EXERCISE - Find and copy each line of the data that includes "beneath".

RECORDS TO USE -
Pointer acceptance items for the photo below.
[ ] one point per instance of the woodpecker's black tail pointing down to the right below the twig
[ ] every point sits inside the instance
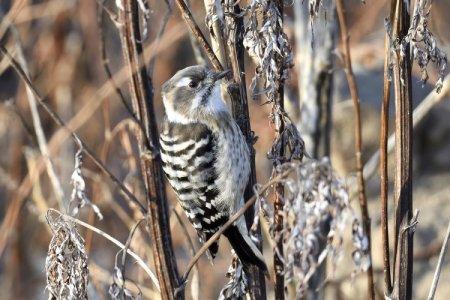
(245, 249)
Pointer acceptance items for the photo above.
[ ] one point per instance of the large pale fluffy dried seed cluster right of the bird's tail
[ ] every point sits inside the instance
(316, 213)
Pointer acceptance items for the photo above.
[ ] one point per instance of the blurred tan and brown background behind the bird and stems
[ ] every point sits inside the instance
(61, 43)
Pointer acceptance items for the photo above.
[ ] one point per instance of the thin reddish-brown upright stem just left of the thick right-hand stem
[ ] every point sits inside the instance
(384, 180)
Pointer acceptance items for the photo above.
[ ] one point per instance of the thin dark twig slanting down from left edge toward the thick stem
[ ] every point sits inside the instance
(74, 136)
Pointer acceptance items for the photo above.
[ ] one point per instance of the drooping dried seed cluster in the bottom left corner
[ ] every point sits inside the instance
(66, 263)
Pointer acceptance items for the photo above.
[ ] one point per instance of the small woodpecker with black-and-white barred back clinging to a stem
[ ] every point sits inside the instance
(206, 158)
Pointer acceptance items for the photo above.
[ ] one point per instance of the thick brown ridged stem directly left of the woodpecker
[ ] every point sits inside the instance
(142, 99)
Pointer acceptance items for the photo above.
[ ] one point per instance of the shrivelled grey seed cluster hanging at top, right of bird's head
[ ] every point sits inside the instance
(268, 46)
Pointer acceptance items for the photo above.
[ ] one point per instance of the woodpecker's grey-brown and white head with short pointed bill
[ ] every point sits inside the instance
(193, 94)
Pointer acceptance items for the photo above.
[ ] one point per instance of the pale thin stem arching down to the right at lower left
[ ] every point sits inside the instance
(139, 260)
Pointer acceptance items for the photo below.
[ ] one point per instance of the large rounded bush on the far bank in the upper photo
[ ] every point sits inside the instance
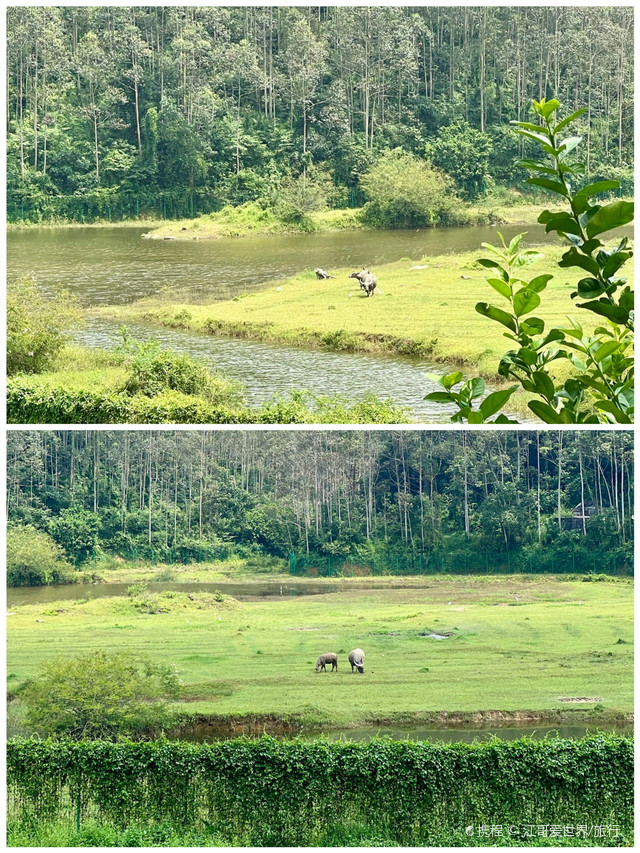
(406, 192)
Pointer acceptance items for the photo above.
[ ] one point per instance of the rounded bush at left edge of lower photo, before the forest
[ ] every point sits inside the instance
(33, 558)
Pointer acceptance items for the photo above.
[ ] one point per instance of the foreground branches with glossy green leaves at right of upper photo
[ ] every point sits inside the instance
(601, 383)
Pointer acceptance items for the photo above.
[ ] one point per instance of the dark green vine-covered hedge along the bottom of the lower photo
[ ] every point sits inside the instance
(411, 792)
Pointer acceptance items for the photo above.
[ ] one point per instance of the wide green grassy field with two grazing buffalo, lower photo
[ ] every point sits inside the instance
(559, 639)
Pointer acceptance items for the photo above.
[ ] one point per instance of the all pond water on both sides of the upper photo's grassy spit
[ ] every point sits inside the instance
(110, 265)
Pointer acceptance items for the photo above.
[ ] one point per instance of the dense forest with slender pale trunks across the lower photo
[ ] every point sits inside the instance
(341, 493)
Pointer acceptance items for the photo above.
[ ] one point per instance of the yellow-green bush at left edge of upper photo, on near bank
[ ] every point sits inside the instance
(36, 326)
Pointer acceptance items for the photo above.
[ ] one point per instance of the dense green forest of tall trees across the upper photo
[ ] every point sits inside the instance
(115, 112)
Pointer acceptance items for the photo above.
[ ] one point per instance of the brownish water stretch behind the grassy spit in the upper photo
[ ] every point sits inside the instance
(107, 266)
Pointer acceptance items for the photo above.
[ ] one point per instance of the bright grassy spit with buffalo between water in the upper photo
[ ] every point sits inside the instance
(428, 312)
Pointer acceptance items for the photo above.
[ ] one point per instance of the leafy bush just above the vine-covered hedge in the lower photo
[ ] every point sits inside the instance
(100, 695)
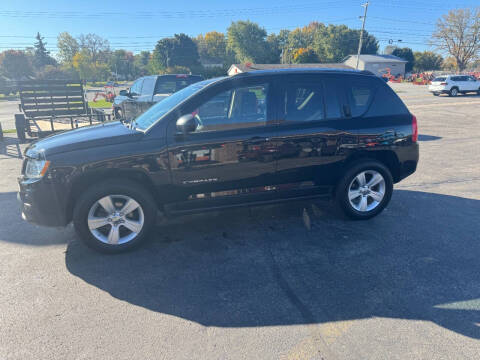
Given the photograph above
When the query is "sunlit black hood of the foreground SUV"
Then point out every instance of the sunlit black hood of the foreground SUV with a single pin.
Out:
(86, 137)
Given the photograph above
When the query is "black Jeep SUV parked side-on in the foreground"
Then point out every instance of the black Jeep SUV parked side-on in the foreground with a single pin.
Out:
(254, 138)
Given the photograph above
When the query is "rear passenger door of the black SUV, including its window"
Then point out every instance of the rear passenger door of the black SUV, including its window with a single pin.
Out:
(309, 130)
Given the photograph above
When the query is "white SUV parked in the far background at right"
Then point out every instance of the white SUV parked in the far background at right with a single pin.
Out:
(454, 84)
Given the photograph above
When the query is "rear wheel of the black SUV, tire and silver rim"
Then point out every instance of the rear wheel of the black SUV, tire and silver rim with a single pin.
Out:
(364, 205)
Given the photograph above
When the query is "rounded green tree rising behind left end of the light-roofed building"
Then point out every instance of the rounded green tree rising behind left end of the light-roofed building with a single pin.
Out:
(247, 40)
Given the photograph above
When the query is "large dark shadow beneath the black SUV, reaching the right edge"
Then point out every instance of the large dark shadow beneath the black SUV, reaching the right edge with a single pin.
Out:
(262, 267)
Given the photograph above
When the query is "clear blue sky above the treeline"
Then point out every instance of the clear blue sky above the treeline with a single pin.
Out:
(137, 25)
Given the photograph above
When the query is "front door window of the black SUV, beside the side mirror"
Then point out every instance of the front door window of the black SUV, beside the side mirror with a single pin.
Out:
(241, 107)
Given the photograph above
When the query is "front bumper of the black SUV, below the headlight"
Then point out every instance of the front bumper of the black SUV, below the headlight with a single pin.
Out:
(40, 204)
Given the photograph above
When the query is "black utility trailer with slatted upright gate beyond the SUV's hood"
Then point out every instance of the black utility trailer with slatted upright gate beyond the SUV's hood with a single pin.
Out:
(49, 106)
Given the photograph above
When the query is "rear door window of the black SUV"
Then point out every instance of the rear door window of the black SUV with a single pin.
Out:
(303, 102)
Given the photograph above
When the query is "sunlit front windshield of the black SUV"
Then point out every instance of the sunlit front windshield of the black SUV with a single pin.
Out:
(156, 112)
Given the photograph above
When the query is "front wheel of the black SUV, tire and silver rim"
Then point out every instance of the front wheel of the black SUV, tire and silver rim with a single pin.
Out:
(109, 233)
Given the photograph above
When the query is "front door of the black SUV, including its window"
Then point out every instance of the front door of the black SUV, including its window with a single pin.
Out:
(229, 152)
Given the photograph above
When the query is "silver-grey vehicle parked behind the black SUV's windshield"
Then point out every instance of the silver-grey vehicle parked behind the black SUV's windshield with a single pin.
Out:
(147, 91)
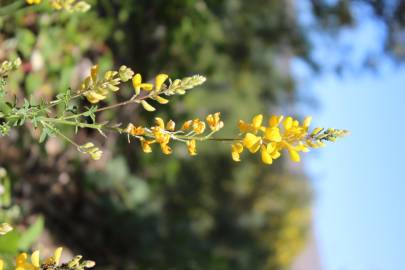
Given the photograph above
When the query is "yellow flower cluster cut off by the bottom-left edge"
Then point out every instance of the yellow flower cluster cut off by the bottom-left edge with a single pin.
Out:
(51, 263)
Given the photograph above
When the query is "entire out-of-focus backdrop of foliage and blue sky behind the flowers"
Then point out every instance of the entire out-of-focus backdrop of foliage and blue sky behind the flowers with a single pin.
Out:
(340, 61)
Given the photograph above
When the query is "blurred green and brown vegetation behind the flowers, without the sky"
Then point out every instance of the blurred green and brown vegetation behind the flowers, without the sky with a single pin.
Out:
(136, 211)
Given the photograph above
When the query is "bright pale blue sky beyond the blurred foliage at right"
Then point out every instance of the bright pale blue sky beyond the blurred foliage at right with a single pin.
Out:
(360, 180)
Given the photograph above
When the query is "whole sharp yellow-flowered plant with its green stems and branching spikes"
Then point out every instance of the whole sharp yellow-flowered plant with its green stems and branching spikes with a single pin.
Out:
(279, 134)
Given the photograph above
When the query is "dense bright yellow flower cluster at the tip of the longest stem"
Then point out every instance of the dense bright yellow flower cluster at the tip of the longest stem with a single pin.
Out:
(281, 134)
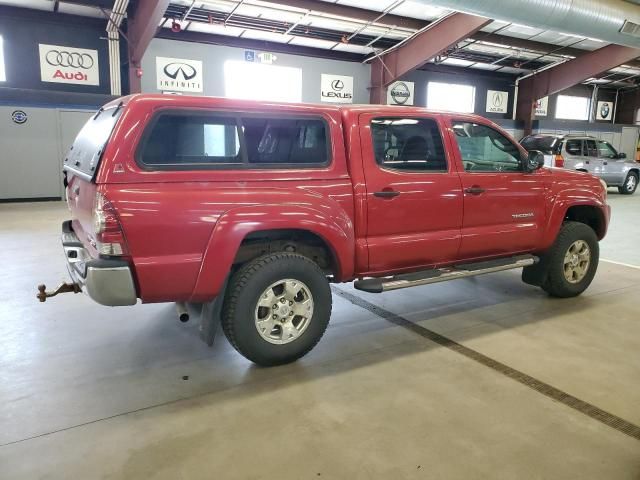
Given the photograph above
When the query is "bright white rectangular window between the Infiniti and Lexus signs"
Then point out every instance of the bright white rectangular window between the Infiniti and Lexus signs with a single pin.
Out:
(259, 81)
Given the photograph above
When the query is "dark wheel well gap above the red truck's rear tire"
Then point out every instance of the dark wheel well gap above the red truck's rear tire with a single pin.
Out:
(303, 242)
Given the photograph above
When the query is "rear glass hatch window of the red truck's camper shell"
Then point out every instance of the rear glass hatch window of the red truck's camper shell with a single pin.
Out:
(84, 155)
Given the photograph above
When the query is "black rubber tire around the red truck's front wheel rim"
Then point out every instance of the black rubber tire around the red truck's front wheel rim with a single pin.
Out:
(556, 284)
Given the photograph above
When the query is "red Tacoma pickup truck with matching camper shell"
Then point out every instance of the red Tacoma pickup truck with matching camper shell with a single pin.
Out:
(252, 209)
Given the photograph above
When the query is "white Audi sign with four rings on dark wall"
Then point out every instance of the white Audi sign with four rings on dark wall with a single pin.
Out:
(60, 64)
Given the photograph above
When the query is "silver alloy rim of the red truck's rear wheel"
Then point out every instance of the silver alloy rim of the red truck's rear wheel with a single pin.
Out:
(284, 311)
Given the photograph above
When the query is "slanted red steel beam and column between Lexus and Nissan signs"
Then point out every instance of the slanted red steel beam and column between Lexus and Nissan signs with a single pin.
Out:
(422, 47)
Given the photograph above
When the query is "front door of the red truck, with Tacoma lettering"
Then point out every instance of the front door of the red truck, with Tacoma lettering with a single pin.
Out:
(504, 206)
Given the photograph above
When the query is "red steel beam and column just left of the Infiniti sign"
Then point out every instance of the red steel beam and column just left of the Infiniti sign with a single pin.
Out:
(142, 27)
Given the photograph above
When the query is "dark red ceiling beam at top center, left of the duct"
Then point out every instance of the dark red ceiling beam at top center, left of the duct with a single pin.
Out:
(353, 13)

EXERCISE ANSWER -
When the query is "large dark shadow beneath the black SUV, reaching the right edge"
Then point out every instance of the large dark shadow beneath the black SUV, reaching the right edge with a single pin.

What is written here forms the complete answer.